# Excerpted passage
════

Nothing can step clean from its environment? like Minerva from the thigh of Zeus. Marxism shows us how, in the development of thought, the negative is negated, it is not abolished. Thus it is impossible for anything to develop without bringing with it the legacy of its birth. (Dialectics of the Development of the CL, p. 12)

The basis of the Detroit section of the party is three former organizations–the Communist League, the Capital Collective and the Motor City Labor League. At this time, former cadre of these three organizations make up the overwhelming majority of party cadre in the Detroit area. The process of party building in Detroit has not been a process of organizational merger, alliance and coalition. Instead, the process has been one of struggle, demarcation of differences, resolution and unity.

On what basis have these organizations united? We can only be united on the basis of the interests of the whole working class, that is, on the basis of Marxism-Leninism, which is hostile to any struggle for personal interests or opinions. Marxism-Leninism is the theory of scientific socialism, that is, it is based in objective reality as opposed to a subjective fight for individual ends. (Call for a Conference of North American Marxist-Leninists issued by the Preparatory Committee for the Conference, November 19, 1972.)

════

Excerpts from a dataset
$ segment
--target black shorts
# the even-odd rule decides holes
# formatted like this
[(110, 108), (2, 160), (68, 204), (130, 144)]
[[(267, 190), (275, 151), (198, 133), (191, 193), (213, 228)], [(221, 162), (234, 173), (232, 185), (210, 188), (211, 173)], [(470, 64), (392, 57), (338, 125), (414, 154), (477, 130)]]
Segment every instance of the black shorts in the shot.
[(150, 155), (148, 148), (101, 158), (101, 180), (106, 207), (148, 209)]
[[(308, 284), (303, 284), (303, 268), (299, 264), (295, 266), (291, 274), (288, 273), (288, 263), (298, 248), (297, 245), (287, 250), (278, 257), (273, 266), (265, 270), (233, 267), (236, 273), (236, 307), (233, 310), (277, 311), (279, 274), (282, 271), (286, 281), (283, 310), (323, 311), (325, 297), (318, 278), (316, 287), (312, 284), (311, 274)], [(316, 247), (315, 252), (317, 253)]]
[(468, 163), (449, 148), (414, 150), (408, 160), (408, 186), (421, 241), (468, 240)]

════

# Instructions
(a) According to the passage on party building in Detroit, why is it impossible for anything to develop without bringing with it the legacy of its birth? Answer in one to three sentences.
(b) Translate this sentence from the passage on party building in Detroit into Spanish: "The process of party building in Detroit has not been a process of organizational merger, alliance and coalition."

# Exercise solutions
(a) Marxism shows that in the development of thought the negative is negated rather than abolished. What is negated is not wiped out, so anything that develops still carries the legacy of its birth.

(b) El proceso de construcción del partido en Detroit no ha sido un proceso de fusión organizativa, alianza y coalición.